Saved entries
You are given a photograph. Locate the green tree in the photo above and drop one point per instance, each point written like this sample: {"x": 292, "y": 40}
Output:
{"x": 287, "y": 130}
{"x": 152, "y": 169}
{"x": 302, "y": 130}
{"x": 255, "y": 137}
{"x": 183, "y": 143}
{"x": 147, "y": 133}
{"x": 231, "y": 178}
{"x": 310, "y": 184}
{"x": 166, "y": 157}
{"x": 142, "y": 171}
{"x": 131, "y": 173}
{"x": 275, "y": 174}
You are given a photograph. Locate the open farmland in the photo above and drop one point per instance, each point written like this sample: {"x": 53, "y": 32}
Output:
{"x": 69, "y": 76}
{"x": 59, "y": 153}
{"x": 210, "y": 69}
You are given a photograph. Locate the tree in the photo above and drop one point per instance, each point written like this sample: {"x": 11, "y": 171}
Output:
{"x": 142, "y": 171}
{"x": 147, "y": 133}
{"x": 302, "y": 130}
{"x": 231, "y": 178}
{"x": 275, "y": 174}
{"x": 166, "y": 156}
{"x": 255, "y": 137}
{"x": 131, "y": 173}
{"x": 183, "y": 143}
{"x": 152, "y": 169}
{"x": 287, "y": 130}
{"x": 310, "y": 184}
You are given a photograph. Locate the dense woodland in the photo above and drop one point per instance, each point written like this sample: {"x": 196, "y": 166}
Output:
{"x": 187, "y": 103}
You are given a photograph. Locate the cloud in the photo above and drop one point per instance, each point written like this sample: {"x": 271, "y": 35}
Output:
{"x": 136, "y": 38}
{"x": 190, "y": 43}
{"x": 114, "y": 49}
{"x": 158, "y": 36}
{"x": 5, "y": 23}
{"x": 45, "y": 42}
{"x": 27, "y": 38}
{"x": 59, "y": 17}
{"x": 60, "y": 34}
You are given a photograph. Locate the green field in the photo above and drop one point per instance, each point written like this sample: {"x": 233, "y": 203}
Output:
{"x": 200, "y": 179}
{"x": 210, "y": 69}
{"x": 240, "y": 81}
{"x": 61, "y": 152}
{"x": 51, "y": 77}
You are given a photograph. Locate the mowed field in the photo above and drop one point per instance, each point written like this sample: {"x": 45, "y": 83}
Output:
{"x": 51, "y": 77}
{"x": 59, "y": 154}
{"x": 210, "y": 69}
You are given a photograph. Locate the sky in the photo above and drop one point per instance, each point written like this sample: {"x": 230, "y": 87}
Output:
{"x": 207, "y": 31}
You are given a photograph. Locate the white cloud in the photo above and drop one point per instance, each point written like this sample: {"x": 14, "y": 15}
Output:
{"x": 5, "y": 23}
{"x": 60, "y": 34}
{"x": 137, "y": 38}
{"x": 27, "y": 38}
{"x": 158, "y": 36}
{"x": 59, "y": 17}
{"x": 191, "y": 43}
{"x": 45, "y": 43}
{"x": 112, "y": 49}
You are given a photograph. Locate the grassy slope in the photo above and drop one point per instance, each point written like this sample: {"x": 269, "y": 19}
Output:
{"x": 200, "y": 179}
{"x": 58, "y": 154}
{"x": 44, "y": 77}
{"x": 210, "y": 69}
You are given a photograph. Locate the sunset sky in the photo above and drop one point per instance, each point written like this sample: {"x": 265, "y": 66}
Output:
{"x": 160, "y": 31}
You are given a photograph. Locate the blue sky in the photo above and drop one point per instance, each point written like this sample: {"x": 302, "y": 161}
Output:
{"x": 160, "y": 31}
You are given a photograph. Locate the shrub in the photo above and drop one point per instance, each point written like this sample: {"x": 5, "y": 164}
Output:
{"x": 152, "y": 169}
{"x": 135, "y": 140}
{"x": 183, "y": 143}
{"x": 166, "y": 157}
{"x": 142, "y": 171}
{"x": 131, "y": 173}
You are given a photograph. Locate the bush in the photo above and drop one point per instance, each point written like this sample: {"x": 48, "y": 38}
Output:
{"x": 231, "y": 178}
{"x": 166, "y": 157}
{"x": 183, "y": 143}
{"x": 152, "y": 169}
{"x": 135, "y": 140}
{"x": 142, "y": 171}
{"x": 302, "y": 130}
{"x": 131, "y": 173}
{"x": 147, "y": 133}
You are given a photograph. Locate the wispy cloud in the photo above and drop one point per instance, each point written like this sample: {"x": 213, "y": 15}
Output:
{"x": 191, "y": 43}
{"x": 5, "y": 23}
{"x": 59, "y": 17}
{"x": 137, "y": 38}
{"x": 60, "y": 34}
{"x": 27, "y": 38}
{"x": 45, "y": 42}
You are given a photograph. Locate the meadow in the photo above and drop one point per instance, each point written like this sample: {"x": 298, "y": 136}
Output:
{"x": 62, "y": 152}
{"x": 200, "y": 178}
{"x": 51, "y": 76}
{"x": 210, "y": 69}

* [Task objective] All entries above are to be transcribed verbatim.

* [Exercise output]
You are given a photograph. Locate the green tree in the photo above and drop one point per instance, each point written like this sample: {"x": 292, "y": 40}
Output:
{"x": 287, "y": 130}
{"x": 152, "y": 169}
{"x": 302, "y": 130}
{"x": 255, "y": 137}
{"x": 183, "y": 143}
{"x": 147, "y": 133}
{"x": 231, "y": 178}
{"x": 310, "y": 184}
{"x": 166, "y": 157}
{"x": 142, "y": 171}
{"x": 131, "y": 173}
{"x": 275, "y": 174}
You are given a photograph. Locate the open farmland in the photo above and drop one point per instance, each point written like this sample: {"x": 53, "y": 32}
Output:
{"x": 69, "y": 76}
{"x": 59, "y": 153}
{"x": 210, "y": 69}
You are given a photograph. Locate the tree in the photo above and drop one point per instance, each point written like this sample: {"x": 11, "y": 171}
Output:
{"x": 142, "y": 171}
{"x": 147, "y": 133}
{"x": 302, "y": 130}
{"x": 231, "y": 178}
{"x": 275, "y": 174}
{"x": 166, "y": 156}
{"x": 255, "y": 137}
{"x": 131, "y": 173}
{"x": 183, "y": 143}
{"x": 152, "y": 169}
{"x": 287, "y": 130}
{"x": 310, "y": 184}
You are given a photograph. Locate the dense woodland in the photo above and drop one point per instance, each point written like this sample: {"x": 196, "y": 166}
Output:
{"x": 187, "y": 103}
You are given a photograph. Locate the cloud in the photo above and drop one point per instance, each point written like this sample: {"x": 271, "y": 35}
Output:
{"x": 136, "y": 38}
{"x": 190, "y": 43}
{"x": 114, "y": 49}
{"x": 158, "y": 36}
{"x": 5, "y": 23}
{"x": 45, "y": 42}
{"x": 27, "y": 38}
{"x": 59, "y": 17}
{"x": 60, "y": 34}
You are given a photograph. Locate the green field in the photo above and drop one point per instance, each point written like this sample: {"x": 233, "y": 203}
Output:
{"x": 200, "y": 179}
{"x": 210, "y": 69}
{"x": 240, "y": 81}
{"x": 61, "y": 152}
{"x": 51, "y": 77}
You are given a photograph. Locate the mowed field in the photo above and drop one point per instance, each point written like this sample: {"x": 45, "y": 83}
Output:
{"x": 51, "y": 77}
{"x": 59, "y": 154}
{"x": 210, "y": 69}
You are given a photograph. Locate the sky in the photo above and drop one point per instance, each point written like this sample: {"x": 230, "y": 87}
Output:
{"x": 207, "y": 31}
You are given a photograph. Locate the white cloud in the photo above and drop one point per instance, each point written like this sample: {"x": 14, "y": 15}
Output:
{"x": 5, "y": 23}
{"x": 60, "y": 34}
{"x": 137, "y": 38}
{"x": 27, "y": 38}
{"x": 158, "y": 36}
{"x": 59, "y": 17}
{"x": 191, "y": 43}
{"x": 45, "y": 43}
{"x": 112, "y": 49}
You are given a photograph. Locate the grassy slope in the photo above and drop one point per instance, each point written like this sample: {"x": 269, "y": 19}
Output:
{"x": 200, "y": 179}
{"x": 58, "y": 154}
{"x": 44, "y": 77}
{"x": 210, "y": 69}
You are given a photograph. Locate the sunset sky in the photo above and drop one point per instance, each point written like this sample: {"x": 265, "y": 66}
Output:
{"x": 160, "y": 31}
You are given a photograph. Locate the blue sky in the photo above and drop one point per instance, each point written like this sample: {"x": 302, "y": 161}
Output:
{"x": 160, "y": 31}
You are given a photograph. Locate the shrub in the photo above and drop one point per instance, each point written like this sample: {"x": 5, "y": 164}
Output:
{"x": 152, "y": 169}
{"x": 135, "y": 140}
{"x": 183, "y": 143}
{"x": 166, "y": 157}
{"x": 142, "y": 171}
{"x": 131, "y": 173}
You are given a photograph. Locate the bush in the photo above and drop one point per instance, each point written like this sample: {"x": 48, "y": 38}
Output:
{"x": 231, "y": 178}
{"x": 166, "y": 157}
{"x": 183, "y": 143}
{"x": 152, "y": 169}
{"x": 135, "y": 140}
{"x": 142, "y": 171}
{"x": 302, "y": 130}
{"x": 131, "y": 173}
{"x": 147, "y": 133}
You are given a photograph. Locate the wispy cloud in the photo above and drop one point per instance, each point written like this sample: {"x": 213, "y": 15}
Output:
{"x": 191, "y": 43}
{"x": 5, "y": 23}
{"x": 59, "y": 17}
{"x": 137, "y": 38}
{"x": 60, "y": 34}
{"x": 27, "y": 38}
{"x": 45, "y": 42}
You are given a photograph. Locate the meadow in the photo above and drop one point per instance, each point written like this sample: {"x": 298, "y": 136}
Output:
{"x": 62, "y": 152}
{"x": 200, "y": 178}
{"x": 51, "y": 76}
{"x": 210, "y": 69}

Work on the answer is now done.